[[ Task data open ]]

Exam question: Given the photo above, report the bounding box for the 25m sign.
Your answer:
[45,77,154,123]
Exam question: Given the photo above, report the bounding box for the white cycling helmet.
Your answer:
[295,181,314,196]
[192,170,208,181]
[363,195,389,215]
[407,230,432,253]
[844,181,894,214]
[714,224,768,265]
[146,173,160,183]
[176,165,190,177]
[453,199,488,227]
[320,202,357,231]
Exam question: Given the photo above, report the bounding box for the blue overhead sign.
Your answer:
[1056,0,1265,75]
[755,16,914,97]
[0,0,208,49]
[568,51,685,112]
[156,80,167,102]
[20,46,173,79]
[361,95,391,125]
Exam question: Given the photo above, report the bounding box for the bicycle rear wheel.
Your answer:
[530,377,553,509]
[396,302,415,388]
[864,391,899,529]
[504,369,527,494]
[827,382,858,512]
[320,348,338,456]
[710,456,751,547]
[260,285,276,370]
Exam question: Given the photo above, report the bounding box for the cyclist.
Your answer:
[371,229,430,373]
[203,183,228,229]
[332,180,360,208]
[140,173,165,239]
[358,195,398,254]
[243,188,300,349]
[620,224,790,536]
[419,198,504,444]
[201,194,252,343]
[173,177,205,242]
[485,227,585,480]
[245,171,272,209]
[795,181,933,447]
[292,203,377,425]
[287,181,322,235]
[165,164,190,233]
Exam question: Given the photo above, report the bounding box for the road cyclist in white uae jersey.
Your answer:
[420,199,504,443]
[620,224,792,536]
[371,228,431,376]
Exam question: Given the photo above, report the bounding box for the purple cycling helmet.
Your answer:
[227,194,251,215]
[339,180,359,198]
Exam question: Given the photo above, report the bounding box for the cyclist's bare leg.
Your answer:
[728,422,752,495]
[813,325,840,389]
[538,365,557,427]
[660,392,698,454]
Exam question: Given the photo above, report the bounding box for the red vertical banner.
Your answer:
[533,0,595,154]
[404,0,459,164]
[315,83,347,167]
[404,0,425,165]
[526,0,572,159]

[[ Task data closed ]]
[[ Task data open ]]

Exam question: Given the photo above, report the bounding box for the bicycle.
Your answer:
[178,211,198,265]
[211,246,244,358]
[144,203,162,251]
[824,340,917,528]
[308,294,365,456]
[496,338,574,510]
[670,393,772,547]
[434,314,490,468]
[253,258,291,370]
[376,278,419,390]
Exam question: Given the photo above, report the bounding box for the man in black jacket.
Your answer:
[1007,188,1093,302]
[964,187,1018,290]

[[ Task data closed ]]

**What is needed:** Give only the count of lines in the data that include the string "above".

**Exercise output:** 11